BEGIN Materials provided

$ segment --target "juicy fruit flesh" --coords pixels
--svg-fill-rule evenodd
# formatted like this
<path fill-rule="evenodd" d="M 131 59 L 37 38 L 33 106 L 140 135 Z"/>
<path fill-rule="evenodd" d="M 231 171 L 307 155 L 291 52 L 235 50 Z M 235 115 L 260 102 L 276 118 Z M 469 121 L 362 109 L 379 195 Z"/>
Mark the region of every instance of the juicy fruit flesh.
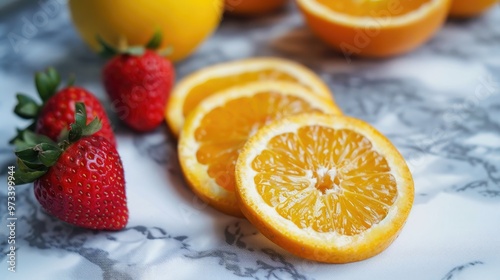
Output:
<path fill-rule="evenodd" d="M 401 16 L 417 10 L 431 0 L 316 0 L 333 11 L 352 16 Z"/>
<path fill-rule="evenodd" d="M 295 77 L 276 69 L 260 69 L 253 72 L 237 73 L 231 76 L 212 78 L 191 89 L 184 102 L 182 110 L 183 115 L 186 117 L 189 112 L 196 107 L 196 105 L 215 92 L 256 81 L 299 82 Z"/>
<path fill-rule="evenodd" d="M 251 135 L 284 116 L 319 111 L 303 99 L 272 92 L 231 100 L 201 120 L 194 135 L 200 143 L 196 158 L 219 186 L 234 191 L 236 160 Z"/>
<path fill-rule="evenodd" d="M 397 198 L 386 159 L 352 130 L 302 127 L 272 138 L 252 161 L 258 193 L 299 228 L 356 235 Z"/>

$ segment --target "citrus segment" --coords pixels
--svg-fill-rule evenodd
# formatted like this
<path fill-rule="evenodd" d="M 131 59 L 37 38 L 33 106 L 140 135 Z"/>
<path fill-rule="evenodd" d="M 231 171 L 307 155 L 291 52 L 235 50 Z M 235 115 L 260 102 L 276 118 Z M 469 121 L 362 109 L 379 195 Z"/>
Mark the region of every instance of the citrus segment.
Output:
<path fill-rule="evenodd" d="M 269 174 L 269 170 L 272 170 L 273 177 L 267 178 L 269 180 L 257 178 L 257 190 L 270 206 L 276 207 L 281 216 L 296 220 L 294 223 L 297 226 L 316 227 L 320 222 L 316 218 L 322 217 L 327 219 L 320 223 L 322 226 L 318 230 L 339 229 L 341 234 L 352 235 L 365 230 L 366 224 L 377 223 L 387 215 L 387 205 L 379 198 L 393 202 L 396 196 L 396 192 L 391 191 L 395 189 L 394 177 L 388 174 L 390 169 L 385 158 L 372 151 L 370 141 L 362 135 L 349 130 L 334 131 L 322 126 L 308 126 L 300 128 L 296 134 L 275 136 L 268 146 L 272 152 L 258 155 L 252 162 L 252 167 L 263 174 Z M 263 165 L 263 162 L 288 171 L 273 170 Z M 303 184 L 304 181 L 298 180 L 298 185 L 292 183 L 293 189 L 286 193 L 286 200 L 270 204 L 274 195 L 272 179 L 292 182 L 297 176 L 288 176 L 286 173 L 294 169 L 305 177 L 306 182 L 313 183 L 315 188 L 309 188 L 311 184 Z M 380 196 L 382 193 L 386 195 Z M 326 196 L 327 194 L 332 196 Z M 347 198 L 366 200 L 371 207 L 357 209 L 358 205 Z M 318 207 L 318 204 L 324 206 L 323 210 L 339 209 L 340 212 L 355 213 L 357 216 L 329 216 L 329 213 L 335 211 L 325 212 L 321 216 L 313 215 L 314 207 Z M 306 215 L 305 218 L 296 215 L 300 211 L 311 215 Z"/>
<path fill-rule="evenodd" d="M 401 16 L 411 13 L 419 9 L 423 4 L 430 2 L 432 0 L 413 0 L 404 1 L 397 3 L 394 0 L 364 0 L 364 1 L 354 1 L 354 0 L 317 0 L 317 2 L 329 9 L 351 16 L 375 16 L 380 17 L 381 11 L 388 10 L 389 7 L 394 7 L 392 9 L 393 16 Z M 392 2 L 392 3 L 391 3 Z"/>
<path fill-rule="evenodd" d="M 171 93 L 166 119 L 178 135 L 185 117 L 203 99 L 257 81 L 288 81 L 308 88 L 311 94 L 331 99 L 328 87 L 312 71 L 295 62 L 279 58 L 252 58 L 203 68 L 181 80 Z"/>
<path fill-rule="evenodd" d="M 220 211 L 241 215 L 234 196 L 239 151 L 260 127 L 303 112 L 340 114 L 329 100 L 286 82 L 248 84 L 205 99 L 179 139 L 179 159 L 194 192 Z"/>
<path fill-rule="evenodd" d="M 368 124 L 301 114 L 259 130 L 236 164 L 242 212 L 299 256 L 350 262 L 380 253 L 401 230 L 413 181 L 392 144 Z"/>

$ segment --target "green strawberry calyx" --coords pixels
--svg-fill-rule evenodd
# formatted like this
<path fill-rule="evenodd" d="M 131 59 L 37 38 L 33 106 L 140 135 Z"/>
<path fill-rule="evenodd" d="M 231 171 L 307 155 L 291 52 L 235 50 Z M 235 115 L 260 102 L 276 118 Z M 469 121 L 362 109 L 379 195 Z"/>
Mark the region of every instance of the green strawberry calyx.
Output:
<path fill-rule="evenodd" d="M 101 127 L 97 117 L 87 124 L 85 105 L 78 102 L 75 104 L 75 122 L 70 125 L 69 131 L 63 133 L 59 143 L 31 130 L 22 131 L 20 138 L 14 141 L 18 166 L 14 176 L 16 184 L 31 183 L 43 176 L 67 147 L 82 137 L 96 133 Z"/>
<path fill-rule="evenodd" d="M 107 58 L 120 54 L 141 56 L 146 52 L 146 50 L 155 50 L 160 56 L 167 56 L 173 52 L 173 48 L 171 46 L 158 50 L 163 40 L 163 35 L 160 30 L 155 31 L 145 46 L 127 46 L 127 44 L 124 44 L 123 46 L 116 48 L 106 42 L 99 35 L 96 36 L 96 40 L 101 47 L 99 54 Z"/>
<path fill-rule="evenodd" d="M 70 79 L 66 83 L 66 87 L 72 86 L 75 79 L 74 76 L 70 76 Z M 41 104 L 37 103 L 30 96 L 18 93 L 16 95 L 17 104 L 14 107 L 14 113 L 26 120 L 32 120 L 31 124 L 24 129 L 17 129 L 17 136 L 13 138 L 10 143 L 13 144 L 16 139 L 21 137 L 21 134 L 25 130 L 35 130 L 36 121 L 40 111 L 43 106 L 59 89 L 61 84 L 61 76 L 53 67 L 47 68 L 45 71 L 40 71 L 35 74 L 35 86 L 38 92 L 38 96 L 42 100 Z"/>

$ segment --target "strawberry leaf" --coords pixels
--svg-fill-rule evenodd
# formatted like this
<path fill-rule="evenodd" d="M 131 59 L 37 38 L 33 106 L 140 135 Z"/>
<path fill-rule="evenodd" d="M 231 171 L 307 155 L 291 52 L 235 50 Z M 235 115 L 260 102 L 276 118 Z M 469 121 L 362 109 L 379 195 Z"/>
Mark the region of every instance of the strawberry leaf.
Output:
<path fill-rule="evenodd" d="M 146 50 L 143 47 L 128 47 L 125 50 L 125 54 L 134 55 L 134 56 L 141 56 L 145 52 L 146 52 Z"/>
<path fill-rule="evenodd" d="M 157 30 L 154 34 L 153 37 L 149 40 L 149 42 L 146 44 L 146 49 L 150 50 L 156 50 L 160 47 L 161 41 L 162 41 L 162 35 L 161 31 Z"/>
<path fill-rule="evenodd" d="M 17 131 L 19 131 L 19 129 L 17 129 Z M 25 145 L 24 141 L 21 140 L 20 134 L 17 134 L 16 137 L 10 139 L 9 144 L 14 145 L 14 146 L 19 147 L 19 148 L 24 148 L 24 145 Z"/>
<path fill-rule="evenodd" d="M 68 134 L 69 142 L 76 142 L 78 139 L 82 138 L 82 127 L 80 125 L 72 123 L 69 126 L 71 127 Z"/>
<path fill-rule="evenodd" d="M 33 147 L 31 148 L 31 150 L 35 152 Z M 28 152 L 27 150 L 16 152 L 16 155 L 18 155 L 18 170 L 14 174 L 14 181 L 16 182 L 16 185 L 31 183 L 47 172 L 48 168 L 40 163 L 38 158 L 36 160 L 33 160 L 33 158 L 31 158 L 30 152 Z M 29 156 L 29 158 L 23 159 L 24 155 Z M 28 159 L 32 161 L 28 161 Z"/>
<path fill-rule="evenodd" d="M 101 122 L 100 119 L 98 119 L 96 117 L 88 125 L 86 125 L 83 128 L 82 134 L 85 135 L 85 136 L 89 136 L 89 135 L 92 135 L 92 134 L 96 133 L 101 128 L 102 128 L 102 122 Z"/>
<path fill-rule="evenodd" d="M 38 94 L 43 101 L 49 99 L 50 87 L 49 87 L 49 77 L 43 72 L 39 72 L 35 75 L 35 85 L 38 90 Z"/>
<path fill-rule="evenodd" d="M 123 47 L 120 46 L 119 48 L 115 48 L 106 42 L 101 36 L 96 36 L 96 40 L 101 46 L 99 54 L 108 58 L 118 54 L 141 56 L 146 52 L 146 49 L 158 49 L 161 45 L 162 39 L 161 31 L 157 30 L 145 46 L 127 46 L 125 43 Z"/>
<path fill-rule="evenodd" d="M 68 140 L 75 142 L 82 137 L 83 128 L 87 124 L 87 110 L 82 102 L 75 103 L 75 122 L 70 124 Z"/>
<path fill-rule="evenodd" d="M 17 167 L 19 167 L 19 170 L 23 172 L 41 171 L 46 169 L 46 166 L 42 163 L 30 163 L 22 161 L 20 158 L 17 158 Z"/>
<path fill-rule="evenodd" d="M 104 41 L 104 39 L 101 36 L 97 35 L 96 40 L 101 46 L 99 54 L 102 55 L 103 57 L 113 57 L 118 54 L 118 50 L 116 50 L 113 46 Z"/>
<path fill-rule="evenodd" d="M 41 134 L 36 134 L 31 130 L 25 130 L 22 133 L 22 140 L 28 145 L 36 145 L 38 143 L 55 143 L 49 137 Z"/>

END Materials provided

# What this task involves
Show every line of the material above in which "Mark" is present.

# Reply to the exercise
Mark the region of every instance of the juicy fruit flesh.
Mark the region of every instance of the citrus segment.
Mark the region of every instance of the green strawberry calyx.
Mark the region of every instance of the strawberry leaf.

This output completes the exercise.